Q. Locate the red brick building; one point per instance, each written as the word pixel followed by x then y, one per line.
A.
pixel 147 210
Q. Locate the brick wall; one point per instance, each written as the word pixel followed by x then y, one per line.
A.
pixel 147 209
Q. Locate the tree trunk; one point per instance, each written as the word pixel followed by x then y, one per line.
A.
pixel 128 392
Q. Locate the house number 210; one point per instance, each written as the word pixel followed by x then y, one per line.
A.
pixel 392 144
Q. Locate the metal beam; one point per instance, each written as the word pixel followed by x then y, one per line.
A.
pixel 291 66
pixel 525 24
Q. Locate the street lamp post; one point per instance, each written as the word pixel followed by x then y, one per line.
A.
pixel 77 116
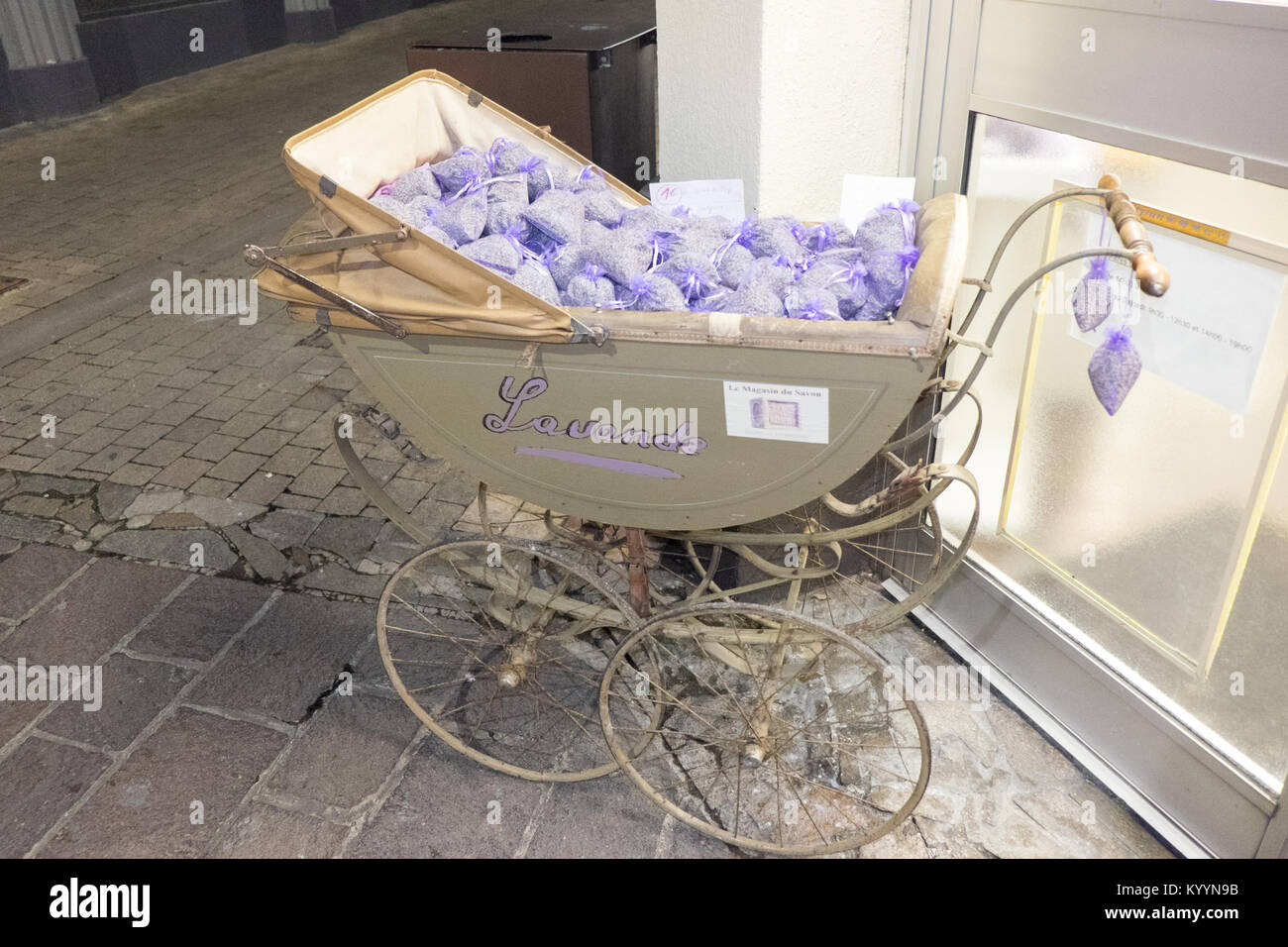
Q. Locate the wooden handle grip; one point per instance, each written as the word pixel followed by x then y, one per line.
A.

> **WORK REQUIRED**
Reproduce every row above word for word, leaving out the pictures.

> **CORRECT RESPONSE**
Q. Locate the red brick building; one point per instance, each written as the word pixel followed by x then y, one per line.
A.
pixel 147 210
Q. Locate the brick wall; one point per instance, each written as the word pixel followed by x then y, one per line.
A.
pixel 147 209
Q. Locate the tree trunk; one point per instance, each written as the word pixel followed by x then y, one per line.
A.
pixel 128 392
Q. Locate the house number 210; one point per instance, each written as the word pixel followed by x then y, one per line.
A.
pixel 392 144
Q. Locate the metal beam; one point per instance, each written as the word pixel followed by x then y, one per line.
A.
pixel 291 66
pixel 525 24
Q. Locate the street lamp post; one point per instance, each written as the word pixel followed by x then y, one per line.
A.
pixel 77 116
Q. Locate the wooden handle grip; one point per instance, each written as the word pixel followed by x then y, one per line.
A.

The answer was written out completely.